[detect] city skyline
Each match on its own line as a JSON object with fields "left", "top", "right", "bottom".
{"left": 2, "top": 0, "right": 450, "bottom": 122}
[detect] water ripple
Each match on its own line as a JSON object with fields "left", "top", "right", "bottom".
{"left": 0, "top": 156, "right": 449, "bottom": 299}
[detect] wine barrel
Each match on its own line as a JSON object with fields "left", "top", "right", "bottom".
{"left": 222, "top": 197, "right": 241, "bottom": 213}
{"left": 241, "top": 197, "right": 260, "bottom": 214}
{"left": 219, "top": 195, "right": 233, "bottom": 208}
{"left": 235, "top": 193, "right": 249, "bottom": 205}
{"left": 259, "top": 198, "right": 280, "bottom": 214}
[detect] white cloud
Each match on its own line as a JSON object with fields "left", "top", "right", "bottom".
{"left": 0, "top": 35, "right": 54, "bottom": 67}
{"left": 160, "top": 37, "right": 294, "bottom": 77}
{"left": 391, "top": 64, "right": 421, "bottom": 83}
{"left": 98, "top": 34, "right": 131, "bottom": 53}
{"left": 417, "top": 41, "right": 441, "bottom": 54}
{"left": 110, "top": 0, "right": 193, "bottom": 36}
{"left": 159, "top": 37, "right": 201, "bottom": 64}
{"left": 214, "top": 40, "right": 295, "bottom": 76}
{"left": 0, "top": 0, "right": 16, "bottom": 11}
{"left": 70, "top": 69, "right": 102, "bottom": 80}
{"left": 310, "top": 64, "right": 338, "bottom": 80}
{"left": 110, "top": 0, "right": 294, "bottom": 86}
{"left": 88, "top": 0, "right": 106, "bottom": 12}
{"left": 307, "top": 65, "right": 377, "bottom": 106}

----------------

**WORK TO BE COMPLETED**.
Retype the records above from the very first line down to the line with "[detect] water ripple", keeping both of those lines. Include nothing beyond them.

**OUTPUT OF THE EXERCISE**.
[detect] city skyline
Each match on its own line as a JSON object with fields "left", "top", "right", "bottom".
{"left": 2, "top": 0, "right": 450, "bottom": 122}
[detect] water ripple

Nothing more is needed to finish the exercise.